What needs to be done: Using the data that follows, report how many lines include "fork"; output no other text.

*** Material provided Section Begins ***

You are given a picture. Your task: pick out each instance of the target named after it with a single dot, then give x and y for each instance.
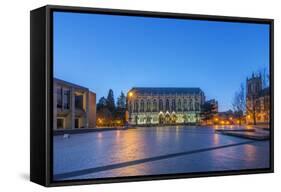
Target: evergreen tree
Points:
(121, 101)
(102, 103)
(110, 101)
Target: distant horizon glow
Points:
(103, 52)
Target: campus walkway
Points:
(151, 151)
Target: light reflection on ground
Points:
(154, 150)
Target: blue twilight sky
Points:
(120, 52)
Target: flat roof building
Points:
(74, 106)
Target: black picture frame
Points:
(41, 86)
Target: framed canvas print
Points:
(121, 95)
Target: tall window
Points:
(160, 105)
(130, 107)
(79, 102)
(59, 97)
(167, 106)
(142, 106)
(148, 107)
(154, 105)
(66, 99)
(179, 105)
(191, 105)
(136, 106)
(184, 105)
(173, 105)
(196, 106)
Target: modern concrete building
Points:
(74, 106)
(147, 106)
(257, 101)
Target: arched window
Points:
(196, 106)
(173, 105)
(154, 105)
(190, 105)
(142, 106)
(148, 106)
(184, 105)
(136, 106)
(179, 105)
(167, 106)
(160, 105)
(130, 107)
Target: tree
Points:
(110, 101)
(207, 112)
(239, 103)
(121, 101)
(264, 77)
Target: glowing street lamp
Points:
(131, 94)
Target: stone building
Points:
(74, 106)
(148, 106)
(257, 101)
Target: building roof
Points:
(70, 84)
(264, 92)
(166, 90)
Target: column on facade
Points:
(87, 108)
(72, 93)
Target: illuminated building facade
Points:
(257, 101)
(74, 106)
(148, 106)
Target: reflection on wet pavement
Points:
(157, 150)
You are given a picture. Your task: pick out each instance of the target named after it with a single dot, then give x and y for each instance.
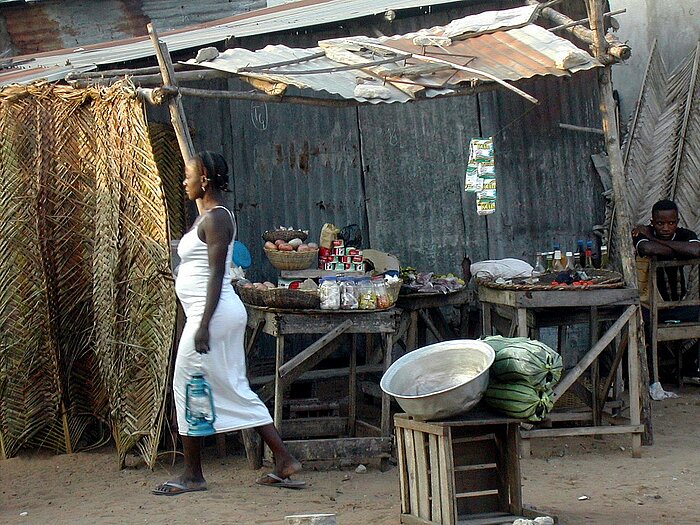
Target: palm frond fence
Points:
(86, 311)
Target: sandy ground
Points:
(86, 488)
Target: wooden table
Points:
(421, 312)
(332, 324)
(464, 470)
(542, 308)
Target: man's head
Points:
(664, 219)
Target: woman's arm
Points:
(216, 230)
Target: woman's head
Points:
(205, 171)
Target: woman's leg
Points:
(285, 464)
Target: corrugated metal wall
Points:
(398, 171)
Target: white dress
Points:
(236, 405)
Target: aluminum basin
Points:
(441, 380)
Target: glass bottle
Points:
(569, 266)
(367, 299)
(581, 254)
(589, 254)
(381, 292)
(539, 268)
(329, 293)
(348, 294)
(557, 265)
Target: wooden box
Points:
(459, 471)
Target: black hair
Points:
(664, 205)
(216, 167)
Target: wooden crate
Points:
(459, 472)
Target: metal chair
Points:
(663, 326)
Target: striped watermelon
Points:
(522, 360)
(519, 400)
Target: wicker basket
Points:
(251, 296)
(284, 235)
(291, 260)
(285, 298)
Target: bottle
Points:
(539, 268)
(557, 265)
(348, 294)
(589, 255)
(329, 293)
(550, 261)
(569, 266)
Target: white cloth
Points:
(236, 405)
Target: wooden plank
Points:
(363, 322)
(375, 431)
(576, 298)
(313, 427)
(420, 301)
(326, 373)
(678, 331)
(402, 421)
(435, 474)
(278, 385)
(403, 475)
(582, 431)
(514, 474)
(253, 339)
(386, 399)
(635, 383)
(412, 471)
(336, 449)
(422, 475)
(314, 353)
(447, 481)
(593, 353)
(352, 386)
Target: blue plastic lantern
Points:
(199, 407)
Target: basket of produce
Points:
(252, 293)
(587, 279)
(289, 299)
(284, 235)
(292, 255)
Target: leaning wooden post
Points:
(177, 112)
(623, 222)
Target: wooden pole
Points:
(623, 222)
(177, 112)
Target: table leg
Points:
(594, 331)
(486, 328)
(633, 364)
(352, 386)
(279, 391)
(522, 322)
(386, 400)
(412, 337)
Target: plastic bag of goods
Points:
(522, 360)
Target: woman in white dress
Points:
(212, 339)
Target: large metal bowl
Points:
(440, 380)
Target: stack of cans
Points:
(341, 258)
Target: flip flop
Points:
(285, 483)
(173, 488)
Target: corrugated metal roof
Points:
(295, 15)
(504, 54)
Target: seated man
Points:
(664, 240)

*** Material provided Section Ends ***
*** Material provided Section Begins ***

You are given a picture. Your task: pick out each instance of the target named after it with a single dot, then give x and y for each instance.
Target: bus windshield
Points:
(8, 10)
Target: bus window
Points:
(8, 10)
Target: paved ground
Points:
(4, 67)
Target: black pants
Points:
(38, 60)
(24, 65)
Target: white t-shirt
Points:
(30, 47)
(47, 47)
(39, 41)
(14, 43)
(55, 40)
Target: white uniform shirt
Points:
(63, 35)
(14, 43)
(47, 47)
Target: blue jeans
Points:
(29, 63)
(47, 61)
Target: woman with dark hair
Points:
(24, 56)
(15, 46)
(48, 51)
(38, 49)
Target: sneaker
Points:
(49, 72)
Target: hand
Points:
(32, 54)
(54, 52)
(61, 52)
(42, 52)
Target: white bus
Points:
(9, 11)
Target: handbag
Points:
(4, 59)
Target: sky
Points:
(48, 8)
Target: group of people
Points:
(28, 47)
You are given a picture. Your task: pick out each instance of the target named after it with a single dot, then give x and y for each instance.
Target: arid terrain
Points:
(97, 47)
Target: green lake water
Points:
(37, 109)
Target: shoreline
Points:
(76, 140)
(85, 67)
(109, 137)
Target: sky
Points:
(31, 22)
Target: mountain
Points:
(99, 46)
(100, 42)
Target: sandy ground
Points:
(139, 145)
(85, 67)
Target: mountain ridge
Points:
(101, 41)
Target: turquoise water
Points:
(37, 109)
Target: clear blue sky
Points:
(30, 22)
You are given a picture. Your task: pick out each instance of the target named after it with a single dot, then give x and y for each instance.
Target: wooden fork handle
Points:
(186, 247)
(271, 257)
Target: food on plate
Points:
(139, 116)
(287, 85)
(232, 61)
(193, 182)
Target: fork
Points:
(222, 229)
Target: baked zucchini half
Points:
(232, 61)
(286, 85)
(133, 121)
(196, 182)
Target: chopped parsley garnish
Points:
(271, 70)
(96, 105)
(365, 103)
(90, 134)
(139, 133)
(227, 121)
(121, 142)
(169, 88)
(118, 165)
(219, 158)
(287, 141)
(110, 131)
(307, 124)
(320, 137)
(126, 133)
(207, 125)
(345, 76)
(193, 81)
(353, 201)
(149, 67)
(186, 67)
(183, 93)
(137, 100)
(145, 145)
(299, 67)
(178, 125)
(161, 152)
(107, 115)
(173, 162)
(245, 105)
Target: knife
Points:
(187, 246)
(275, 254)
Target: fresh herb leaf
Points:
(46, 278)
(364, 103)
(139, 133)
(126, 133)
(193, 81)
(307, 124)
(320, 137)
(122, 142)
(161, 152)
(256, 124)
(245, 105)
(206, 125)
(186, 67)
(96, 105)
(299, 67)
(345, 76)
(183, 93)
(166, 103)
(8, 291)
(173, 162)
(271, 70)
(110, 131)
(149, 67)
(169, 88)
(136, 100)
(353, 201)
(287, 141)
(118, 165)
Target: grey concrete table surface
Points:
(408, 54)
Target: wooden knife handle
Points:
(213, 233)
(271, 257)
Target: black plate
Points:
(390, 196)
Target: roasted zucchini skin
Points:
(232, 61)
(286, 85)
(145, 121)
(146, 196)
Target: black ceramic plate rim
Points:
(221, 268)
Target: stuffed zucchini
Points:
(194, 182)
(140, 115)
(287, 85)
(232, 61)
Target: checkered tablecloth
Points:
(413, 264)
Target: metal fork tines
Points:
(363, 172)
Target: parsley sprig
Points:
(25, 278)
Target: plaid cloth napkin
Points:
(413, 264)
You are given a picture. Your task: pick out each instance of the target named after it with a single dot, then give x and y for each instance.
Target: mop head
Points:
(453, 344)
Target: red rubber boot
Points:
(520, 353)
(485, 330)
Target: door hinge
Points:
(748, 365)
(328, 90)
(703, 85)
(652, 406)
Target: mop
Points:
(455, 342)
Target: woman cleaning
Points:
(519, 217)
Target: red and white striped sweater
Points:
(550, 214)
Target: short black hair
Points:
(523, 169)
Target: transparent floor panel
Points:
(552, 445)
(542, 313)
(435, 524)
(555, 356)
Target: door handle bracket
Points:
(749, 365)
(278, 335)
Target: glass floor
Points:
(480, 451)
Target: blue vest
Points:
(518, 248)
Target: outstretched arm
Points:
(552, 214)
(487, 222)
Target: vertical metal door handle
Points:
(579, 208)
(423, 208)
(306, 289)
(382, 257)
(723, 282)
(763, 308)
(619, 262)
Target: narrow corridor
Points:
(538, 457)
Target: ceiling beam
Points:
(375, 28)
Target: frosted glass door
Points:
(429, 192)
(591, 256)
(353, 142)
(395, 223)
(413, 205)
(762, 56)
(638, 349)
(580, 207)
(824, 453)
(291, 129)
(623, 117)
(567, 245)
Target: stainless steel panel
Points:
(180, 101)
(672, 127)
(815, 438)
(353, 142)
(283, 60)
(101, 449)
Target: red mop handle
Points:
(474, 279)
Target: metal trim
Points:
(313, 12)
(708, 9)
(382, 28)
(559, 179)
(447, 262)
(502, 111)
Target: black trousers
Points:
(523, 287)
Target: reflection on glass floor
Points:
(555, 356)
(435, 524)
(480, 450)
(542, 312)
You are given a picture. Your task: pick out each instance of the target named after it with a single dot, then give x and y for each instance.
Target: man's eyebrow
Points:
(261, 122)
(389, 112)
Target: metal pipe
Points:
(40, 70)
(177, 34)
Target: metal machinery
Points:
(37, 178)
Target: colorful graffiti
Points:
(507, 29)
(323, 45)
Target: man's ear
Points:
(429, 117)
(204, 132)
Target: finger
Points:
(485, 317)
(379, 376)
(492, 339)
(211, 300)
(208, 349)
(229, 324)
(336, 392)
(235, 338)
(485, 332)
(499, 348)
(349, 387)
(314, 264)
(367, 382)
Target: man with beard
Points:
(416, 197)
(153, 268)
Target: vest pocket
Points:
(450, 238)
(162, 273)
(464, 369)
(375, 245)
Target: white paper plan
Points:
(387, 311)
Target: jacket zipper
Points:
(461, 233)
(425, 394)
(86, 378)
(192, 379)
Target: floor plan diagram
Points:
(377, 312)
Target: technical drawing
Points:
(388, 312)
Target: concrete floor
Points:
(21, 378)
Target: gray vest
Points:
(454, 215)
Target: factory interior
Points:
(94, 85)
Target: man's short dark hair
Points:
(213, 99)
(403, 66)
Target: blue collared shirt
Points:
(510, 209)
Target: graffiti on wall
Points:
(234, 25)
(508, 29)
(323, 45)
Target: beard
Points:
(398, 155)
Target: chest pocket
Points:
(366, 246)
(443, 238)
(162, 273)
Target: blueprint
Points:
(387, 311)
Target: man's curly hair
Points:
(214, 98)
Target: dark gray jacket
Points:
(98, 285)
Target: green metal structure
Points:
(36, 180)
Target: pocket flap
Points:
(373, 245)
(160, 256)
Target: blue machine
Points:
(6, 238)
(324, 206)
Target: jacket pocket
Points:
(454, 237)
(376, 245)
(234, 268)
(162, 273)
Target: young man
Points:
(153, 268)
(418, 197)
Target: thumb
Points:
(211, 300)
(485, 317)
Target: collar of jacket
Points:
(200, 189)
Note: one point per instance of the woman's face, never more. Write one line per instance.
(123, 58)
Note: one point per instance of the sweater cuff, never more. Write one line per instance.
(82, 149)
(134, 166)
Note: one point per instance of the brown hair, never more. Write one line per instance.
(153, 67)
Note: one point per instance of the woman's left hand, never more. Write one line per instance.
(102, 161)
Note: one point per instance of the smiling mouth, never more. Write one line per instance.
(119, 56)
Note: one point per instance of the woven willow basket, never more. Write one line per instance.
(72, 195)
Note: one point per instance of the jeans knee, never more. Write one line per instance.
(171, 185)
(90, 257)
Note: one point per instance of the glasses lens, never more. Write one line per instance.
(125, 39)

*** Material provided Section Ends ***
*** Material provided Section Begins ***

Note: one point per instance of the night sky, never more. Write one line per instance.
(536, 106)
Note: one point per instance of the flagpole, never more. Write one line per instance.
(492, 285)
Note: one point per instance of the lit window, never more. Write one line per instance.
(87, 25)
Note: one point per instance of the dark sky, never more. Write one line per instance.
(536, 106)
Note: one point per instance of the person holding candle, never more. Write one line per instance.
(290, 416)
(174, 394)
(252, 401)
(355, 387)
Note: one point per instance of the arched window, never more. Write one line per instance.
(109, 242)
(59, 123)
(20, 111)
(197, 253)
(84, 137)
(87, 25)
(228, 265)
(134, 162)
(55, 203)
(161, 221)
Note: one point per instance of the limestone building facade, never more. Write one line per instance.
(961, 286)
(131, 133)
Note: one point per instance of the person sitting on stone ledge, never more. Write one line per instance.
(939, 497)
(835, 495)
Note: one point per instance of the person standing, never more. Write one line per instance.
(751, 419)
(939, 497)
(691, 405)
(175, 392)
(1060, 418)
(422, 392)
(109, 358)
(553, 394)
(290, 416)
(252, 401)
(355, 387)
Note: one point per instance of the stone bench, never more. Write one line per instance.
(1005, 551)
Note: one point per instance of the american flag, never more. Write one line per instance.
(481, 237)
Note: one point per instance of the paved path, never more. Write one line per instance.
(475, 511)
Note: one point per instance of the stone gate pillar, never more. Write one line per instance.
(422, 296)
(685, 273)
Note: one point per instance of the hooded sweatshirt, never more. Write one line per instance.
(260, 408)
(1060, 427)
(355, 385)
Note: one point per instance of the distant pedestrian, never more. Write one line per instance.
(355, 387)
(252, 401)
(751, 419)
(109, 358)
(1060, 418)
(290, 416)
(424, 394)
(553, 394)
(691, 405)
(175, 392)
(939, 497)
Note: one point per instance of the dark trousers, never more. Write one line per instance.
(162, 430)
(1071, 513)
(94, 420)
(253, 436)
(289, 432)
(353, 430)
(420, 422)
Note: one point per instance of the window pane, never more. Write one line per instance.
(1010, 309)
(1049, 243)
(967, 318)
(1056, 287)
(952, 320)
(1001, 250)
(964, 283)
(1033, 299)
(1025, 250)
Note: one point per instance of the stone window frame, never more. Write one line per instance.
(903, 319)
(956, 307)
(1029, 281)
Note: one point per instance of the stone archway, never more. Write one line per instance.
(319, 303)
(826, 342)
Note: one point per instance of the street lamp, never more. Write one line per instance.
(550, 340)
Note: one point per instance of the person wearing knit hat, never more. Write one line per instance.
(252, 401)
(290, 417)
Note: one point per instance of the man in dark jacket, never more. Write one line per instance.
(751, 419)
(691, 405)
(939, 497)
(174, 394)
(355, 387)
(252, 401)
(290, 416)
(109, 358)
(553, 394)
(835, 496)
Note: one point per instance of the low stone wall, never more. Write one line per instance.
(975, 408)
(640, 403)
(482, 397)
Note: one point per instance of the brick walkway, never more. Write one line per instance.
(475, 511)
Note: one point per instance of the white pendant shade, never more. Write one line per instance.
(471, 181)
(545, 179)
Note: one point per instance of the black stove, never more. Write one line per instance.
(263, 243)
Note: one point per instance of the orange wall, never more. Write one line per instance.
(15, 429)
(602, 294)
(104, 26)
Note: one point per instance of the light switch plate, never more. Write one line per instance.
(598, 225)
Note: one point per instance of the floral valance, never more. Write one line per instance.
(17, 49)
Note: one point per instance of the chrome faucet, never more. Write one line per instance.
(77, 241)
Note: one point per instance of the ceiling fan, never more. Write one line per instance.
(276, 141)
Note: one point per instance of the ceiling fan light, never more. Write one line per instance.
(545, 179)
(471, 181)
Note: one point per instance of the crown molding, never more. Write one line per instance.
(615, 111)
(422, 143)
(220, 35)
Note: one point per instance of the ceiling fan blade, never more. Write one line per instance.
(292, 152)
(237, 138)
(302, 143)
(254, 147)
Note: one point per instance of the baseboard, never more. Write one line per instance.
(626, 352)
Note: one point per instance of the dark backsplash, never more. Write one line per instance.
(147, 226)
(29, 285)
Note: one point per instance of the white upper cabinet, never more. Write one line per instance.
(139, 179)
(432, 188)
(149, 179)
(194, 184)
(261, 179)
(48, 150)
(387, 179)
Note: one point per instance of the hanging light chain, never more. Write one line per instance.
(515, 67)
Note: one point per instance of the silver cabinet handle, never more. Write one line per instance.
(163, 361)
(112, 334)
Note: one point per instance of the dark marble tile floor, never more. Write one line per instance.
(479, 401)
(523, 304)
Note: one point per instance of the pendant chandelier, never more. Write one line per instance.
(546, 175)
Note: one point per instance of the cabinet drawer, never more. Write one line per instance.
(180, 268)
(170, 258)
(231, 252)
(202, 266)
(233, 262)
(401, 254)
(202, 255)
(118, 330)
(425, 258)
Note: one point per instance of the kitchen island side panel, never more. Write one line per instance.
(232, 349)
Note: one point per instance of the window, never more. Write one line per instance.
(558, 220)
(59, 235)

*** Material provided Section Ends ***

Solution to this problem: 3